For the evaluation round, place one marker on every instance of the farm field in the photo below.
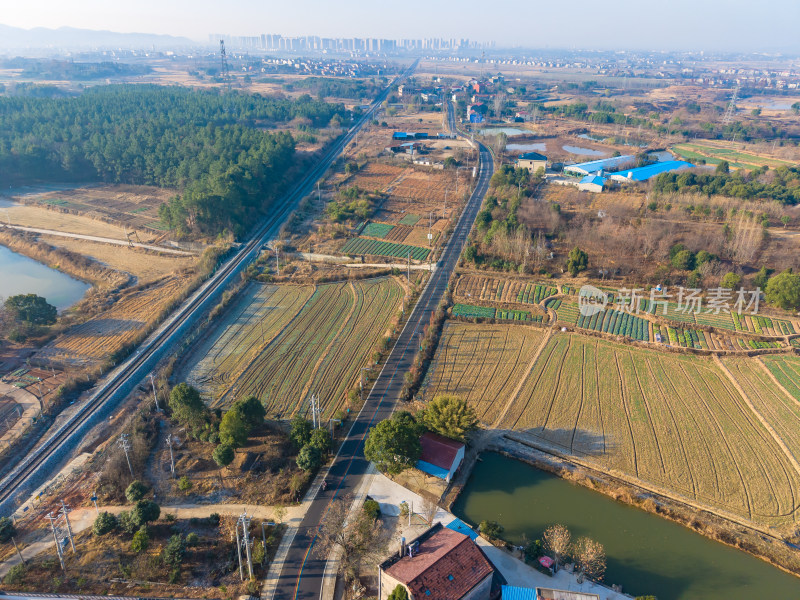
(44, 218)
(375, 176)
(773, 403)
(786, 370)
(359, 245)
(94, 341)
(714, 155)
(670, 420)
(134, 207)
(145, 266)
(315, 340)
(477, 287)
(482, 363)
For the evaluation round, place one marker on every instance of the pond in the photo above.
(533, 147)
(22, 275)
(645, 553)
(509, 131)
(584, 151)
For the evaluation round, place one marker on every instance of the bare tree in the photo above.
(590, 557)
(356, 536)
(556, 539)
(428, 510)
(746, 239)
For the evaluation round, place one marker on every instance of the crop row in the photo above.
(501, 290)
(361, 245)
(519, 315)
(670, 420)
(471, 311)
(616, 323)
(377, 229)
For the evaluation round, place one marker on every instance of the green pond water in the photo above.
(22, 275)
(646, 553)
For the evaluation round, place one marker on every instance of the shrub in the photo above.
(449, 416)
(372, 508)
(259, 555)
(7, 529)
(684, 260)
(172, 554)
(15, 575)
(141, 540)
(144, 512)
(491, 529)
(233, 429)
(321, 440)
(577, 261)
(398, 593)
(730, 281)
(300, 432)
(309, 458)
(783, 290)
(136, 491)
(223, 455)
(104, 523)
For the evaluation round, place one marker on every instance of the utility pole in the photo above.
(52, 518)
(124, 443)
(155, 396)
(171, 456)
(239, 552)
(244, 521)
(65, 511)
(22, 560)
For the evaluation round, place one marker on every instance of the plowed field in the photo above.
(315, 340)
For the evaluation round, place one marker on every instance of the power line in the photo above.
(124, 443)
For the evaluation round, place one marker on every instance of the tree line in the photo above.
(212, 146)
(783, 184)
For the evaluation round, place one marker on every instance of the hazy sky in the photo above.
(666, 24)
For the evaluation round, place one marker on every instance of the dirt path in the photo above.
(102, 240)
(515, 393)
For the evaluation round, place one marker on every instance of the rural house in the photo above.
(441, 564)
(532, 161)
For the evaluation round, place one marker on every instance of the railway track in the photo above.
(38, 465)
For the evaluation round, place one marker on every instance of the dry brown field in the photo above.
(94, 341)
(127, 206)
(146, 266)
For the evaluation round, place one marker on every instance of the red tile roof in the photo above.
(439, 450)
(446, 566)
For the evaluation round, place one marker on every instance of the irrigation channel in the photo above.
(646, 554)
(34, 469)
(302, 573)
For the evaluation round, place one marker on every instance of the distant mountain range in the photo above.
(70, 37)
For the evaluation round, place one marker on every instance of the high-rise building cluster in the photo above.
(313, 43)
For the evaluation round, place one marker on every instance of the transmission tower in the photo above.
(224, 72)
(124, 443)
(244, 540)
(729, 112)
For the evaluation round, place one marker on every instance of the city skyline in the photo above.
(623, 24)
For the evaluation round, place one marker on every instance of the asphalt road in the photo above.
(39, 465)
(302, 573)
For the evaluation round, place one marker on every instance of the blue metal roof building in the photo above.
(461, 527)
(650, 171)
(511, 592)
(598, 165)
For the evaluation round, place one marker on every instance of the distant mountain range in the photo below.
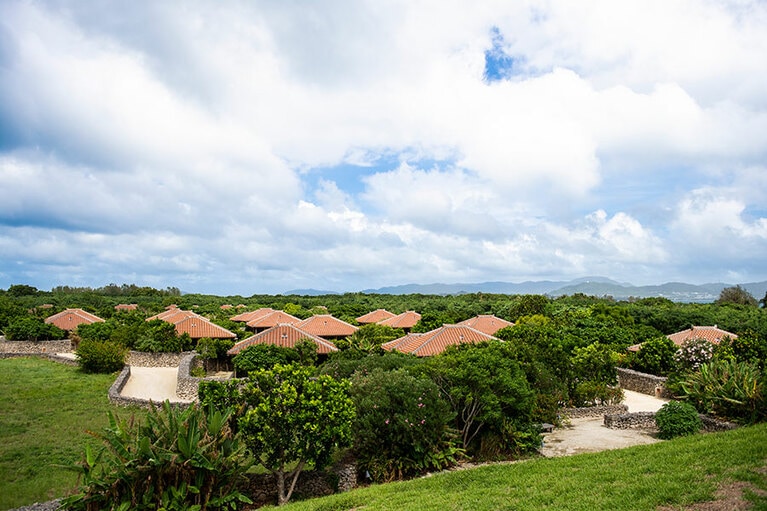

Prompt =>
How many lines in the listing above contain the string "tree"? Case matters. Reply with the number alone.

The answer =>
2